» **Saved entries**
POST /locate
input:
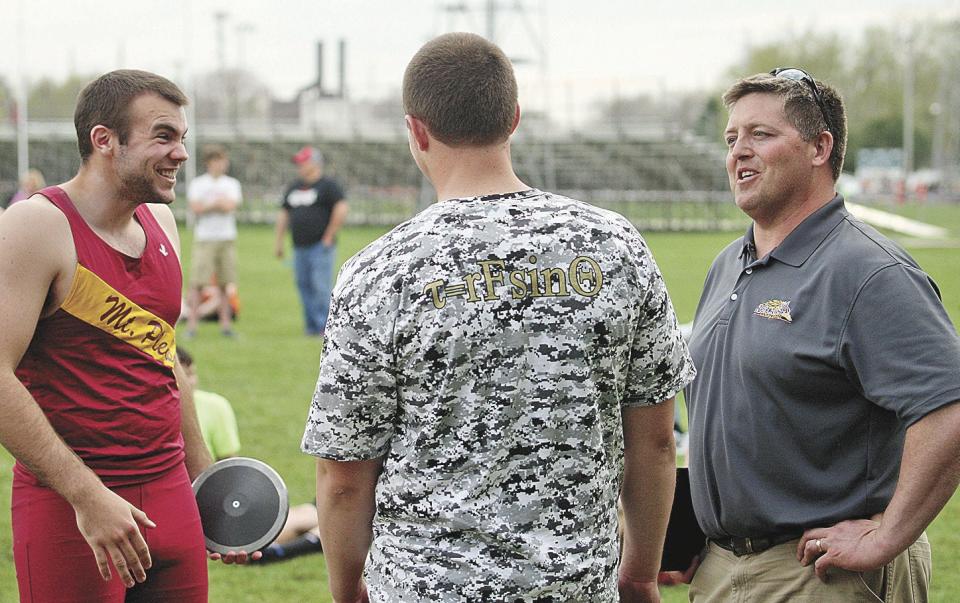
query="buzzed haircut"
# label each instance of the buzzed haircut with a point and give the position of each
(801, 109)
(463, 88)
(106, 101)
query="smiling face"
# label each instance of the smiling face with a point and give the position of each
(147, 164)
(769, 165)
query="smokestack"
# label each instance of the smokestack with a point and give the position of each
(319, 82)
(343, 68)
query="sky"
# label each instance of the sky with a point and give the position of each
(568, 52)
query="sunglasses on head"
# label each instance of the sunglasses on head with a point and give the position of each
(799, 75)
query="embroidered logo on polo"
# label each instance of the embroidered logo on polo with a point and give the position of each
(582, 277)
(775, 309)
(98, 304)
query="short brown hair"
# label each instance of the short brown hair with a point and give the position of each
(463, 88)
(106, 101)
(212, 152)
(801, 109)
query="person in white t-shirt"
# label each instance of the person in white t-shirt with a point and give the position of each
(213, 198)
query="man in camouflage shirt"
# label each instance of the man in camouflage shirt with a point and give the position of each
(498, 370)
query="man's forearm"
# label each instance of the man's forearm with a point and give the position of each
(27, 434)
(646, 498)
(345, 509)
(929, 475)
(649, 479)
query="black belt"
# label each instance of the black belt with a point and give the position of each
(746, 546)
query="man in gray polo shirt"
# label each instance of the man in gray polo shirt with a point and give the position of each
(824, 437)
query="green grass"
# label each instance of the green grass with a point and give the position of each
(269, 372)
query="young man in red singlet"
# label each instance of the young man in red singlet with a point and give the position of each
(90, 286)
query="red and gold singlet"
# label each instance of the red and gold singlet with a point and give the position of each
(101, 367)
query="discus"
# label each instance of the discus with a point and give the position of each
(243, 505)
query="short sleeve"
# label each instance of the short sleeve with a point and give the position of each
(336, 192)
(354, 406)
(899, 346)
(660, 364)
(236, 191)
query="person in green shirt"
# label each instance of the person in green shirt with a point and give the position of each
(218, 423)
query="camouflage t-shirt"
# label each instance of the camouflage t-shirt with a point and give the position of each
(486, 347)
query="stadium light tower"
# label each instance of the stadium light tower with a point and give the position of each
(23, 141)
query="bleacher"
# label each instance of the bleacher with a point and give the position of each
(641, 177)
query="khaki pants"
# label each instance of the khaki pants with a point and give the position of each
(776, 575)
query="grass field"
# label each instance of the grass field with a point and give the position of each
(270, 370)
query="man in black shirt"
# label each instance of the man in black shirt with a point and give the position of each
(314, 209)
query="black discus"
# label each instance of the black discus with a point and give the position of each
(243, 504)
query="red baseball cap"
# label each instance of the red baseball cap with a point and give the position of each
(306, 154)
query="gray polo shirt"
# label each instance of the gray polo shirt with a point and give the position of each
(812, 363)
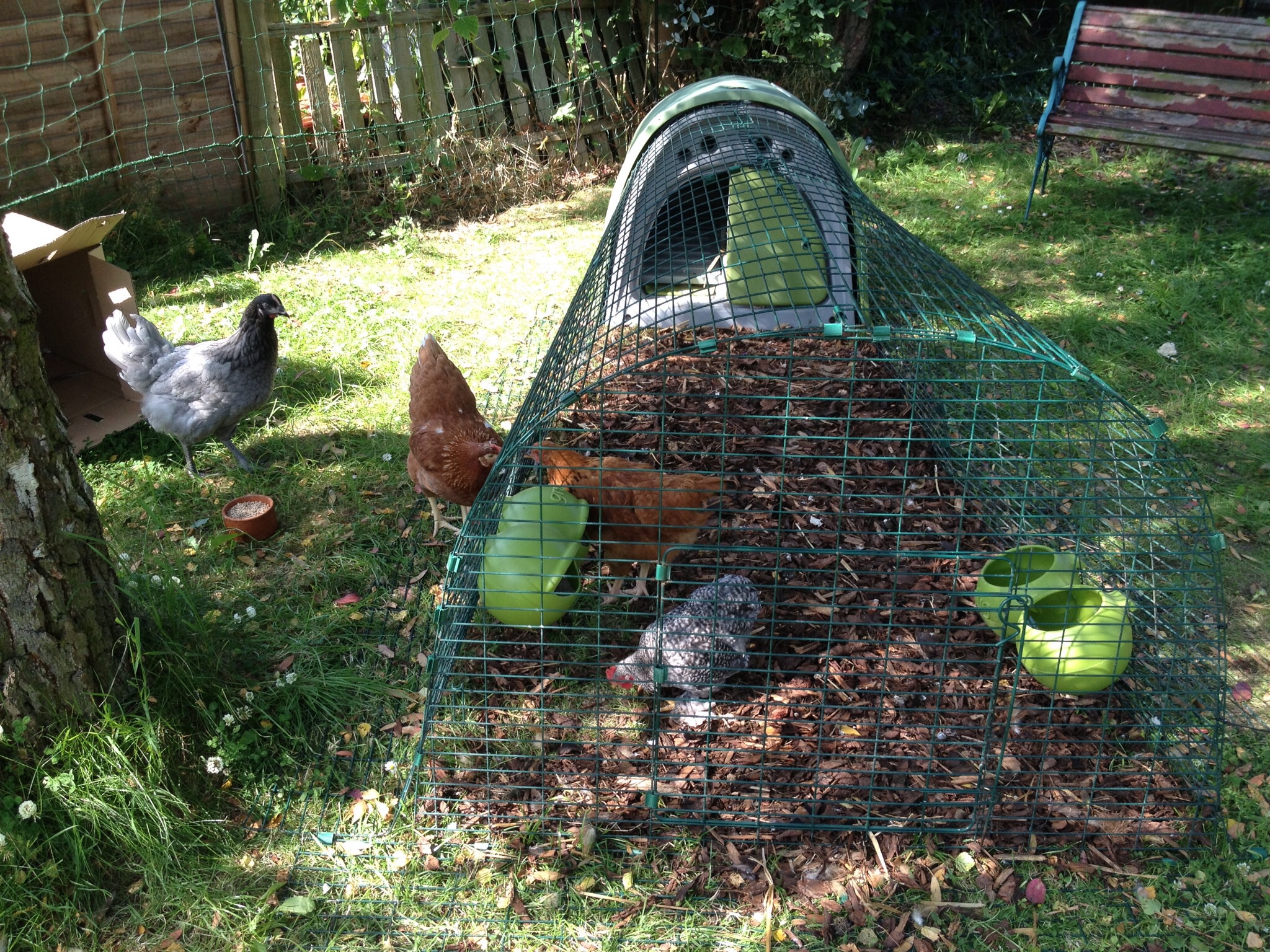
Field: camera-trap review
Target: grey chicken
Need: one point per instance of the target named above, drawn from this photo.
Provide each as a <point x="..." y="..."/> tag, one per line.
<point x="703" y="644"/>
<point x="196" y="391"/>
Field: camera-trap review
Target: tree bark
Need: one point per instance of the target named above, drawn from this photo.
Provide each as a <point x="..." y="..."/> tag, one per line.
<point x="853" y="33"/>
<point x="59" y="594"/>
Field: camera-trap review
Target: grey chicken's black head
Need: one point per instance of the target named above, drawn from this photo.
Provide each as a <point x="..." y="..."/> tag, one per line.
<point x="265" y="306"/>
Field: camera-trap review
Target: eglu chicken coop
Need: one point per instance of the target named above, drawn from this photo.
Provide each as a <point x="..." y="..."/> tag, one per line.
<point x="908" y="565"/>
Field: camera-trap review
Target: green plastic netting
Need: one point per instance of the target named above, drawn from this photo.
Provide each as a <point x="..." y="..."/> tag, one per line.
<point x="873" y="427"/>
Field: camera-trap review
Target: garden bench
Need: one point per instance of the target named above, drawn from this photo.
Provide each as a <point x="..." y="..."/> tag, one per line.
<point x="1153" y="77"/>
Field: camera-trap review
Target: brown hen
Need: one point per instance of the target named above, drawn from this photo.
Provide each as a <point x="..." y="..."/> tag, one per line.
<point x="642" y="512"/>
<point x="451" y="446"/>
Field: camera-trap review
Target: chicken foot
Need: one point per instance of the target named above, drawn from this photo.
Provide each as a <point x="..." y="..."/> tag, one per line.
<point x="238" y="455"/>
<point x="438" y="519"/>
<point x="638" y="591"/>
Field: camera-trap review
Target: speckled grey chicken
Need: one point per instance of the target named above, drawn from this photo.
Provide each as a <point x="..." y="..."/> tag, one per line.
<point x="703" y="644"/>
<point x="195" y="391"/>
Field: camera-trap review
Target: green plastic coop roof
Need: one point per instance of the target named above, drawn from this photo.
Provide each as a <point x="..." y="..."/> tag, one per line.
<point x="722" y="89"/>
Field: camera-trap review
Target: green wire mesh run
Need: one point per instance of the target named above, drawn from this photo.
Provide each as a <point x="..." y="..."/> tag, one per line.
<point x="869" y="431"/>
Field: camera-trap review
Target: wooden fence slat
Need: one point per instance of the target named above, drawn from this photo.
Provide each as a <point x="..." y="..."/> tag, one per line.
<point x="634" y="63"/>
<point x="561" y="81"/>
<point x="460" y="83"/>
<point x="433" y="79"/>
<point x="527" y="29"/>
<point x="408" y="86"/>
<point x="295" y="145"/>
<point x="319" y="95"/>
<point x="383" y="115"/>
<point x="483" y="58"/>
<point x="616" y="71"/>
<point x="345" y="63"/>
<point x="517" y="89"/>
<point x="266" y="162"/>
<point x="590" y="97"/>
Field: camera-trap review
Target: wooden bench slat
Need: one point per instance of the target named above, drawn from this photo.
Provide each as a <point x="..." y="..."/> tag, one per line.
<point x="1171" y="102"/>
<point x="1170" y="82"/>
<point x="1208" y="24"/>
<point x="1255" y="133"/>
<point x="1117" y="133"/>
<point x="1179" y="63"/>
<point x="1176" y="42"/>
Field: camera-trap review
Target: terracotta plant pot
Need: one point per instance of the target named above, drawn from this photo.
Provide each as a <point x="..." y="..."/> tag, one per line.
<point x="258" y="527"/>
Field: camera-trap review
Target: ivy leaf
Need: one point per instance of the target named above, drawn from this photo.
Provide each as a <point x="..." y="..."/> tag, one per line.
<point x="466" y="27"/>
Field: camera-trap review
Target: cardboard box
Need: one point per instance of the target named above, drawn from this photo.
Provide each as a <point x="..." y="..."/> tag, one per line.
<point x="76" y="289"/>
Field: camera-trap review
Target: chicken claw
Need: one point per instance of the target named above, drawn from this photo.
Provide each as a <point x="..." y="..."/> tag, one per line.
<point x="438" y="519"/>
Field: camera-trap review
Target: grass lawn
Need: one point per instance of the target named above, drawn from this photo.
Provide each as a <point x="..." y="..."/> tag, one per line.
<point x="242" y="654"/>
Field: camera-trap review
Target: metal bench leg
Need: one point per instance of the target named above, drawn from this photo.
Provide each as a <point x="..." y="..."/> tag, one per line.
<point x="1047" y="144"/>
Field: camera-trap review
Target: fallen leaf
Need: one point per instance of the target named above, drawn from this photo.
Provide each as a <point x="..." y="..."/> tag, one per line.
<point x="298" y="906"/>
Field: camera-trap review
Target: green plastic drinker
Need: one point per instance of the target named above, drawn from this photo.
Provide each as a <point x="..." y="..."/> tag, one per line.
<point x="1029" y="570"/>
<point x="527" y="579"/>
<point x="1078" y="640"/>
<point x="561" y="513"/>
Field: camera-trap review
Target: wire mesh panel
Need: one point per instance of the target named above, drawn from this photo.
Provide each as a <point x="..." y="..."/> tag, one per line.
<point x="733" y="565"/>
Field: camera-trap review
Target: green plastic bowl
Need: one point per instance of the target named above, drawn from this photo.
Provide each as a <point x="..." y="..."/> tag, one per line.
<point x="561" y="513"/>
<point x="1078" y="640"/>
<point x="1029" y="570"/>
<point x="527" y="580"/>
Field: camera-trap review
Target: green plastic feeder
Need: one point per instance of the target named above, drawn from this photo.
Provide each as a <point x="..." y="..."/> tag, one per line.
<point x="1078" y="640"/>
<point x="528" y="580"/>
<point x="558" y="512"/>
<point x="1029" y="570"/>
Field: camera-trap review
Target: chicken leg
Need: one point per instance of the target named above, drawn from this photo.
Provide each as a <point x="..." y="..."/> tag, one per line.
<point x="638" y="591"/>
<point x="438" y="519"/>
<point x="238" y="455"/>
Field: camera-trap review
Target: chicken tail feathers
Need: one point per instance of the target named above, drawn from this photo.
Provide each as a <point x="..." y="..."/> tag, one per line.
<point x="136" y="351"/>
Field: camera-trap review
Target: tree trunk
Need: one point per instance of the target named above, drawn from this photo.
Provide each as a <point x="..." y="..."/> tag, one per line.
<point x="59" y="594"/>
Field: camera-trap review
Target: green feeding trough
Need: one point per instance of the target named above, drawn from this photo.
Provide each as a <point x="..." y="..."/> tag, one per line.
<point x="530" y="573"/>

» **WHAT NEEDS TO BE DONE**
For each line of the entries that contains the word "wooden", make a copy.

» **RESULT OF THIS TASK**
Target: wooden fence slat
Target: wooden bench slat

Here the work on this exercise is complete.